*ЧТО СДЕЛАТЬ:*
A) Сколько страниц, по словам предисловия, было в черновых машинописях «Вишерского антиромана», попавших к Ю.А. Шрейдеру?
B) Перепишите из предисловия слово в слово кусок, который начинается со слов «Это хорошо понимал» и заканчивается словами «в 1985 г.)[4].».

*ОТРЫВОК ДЛЯ ЧТЕНИЯ:*
Варлам Шаламов

Предисловие

Публикуя «Вишерский антироман», И.П. Сиротинская оговаривала, что это незавершенное произведение, и даже состав его не был окончательно определен автором[1]. То, что было начато В.Т. Шаламовым в начале 1960-х гг., значительно расширено в 1970 г. и впервые увидело свет в 1989 г., представляло собой основной корпус глав, доведенных до стадии беловой рукописи. Черновых вариантов в архиве было немного, и И.П. Сиротинская сочла необходимым включить в первую публикацию два из них — «Поездка в Вижаиху» и «Голубые штаны» (последнее являлось сильно сокращенным, сжатым в короткую новеллу, вариантом главы «М. А. Блюменфельд»). При этом она замечала:

«Каждое свидетельство о лагере, тем более о лагере 20-х годов, ценно не только с точки зрени его художественности, но и как исторический источник. Поэтому представляется полезной публикация некоторых вариантов текста, содержащих какие-то новые факты, мысли автора, черточки лагерного быта»[2].

Такой подход являлся абсолютно верным и с позиции литературоведения, и с позиции читательских интересов. Хотя черновые варианты произведений любого автора обычно публикуются лишь в академических изданиях, случай с «Вишерским антироманом» Шаламова во всех отношениях исключителен. Разумеется, присваивать черновым вариантам значение, равное «каноническому» тексту, нельзя, ибо их содержание не отвечает последней воле писателя, а отражает промежуточный этап работы.

Это хорошо понимал и Ю.А. Шрейдер, в руки которого в сентябре 1978 г. при экстраординарных обстоятельствах[3] попали, в числе других важных материалов, черновые машинописи «Вишерского антиромана». Они были весьма объемны — около 120 страниц, содержали множество опечаток и пустых мест, оставленных машинисткой (из-за неразборчивости почерка писателя), и при этом не имели каких-либо следов авторской правки. Что делать с этим, несомненно, очень важным, но явно проблемным материалом, Ю.А. Шрейдер не знал — по крайней мере, он вполне разумно не стал передавать эти тексты через посредников на Запад, в противоположность тому, как это было сделано им в ситуации с машинописью «Четвертой Вологды» (тоже не правленой автором, но напечатанной в Париже, в издательстве «ИМКА-Пресс» в 1985 г.)[4].

Записи из набора данных
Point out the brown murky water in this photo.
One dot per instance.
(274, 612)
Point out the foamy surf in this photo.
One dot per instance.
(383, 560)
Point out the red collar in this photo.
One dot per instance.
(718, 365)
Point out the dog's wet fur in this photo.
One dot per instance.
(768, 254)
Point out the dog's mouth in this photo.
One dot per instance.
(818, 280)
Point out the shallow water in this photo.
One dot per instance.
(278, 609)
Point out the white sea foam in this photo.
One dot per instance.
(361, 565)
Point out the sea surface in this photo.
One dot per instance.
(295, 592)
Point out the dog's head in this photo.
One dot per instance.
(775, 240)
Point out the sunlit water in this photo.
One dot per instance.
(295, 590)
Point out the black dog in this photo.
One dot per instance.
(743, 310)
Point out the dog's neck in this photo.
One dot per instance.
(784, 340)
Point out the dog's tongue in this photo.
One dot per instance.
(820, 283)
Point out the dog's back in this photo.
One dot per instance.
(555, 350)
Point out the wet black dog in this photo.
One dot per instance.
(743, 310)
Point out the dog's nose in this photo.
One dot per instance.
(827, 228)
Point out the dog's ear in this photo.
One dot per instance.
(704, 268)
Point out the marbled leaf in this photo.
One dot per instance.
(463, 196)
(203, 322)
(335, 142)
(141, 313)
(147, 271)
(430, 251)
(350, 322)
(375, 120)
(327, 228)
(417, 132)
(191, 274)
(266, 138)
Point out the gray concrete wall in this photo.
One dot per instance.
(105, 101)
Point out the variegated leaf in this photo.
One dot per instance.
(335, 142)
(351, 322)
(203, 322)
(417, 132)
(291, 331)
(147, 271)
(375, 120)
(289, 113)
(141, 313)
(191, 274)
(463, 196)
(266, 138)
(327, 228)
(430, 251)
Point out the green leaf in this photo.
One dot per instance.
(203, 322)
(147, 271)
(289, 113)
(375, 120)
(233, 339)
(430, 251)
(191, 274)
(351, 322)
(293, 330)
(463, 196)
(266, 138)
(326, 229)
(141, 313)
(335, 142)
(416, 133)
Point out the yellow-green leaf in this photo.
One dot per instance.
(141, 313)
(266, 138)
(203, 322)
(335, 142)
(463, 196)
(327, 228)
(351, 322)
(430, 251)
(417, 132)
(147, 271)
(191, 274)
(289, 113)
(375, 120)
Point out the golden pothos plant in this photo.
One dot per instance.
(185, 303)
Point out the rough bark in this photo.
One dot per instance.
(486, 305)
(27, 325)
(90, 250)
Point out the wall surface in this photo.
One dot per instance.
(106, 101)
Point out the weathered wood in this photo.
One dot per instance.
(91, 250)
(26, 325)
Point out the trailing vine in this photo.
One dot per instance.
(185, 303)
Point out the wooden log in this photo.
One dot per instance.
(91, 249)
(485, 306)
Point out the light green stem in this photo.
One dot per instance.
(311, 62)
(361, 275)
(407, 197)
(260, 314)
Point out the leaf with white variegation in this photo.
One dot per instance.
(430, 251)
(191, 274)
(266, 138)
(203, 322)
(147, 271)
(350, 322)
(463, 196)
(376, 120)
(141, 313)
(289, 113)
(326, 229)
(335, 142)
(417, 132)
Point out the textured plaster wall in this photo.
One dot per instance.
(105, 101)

*ОТВЕТЫ ПО ПОРЯДКУ:*
A) Около 120 страниц.

B)
Это хорошо понимал и Ю.А. Шрейдер, в руки которого в сентябре 1978 г. при экстраординарных обстоятельствах[3] попали, в числе других важных материалов, черновые машинописи «Вишерского антиромана». Они были весьма объемны — около 120 страниц, содержали множество опечаток и пустых мест, оставленных машинисткой (из-за неразборчивости почерка писателя), и при этом не имели каких-либо следов авторской правки. Что делать с этим, несомненно, очень важным, но явно проблемным материалом, Ю.А. Шрейдер не знал — по крайней мере, он вполне разумно не стал передавать эти тексты через посредников на Запад, в противоположность тому, как это было сделано им в ситуации с машинописью «Четвертой Вологды» (тоже не правленой автором, но напечатанной в Париже, в издательстве «ИМКА-Пресс» в 1985 г.)[4].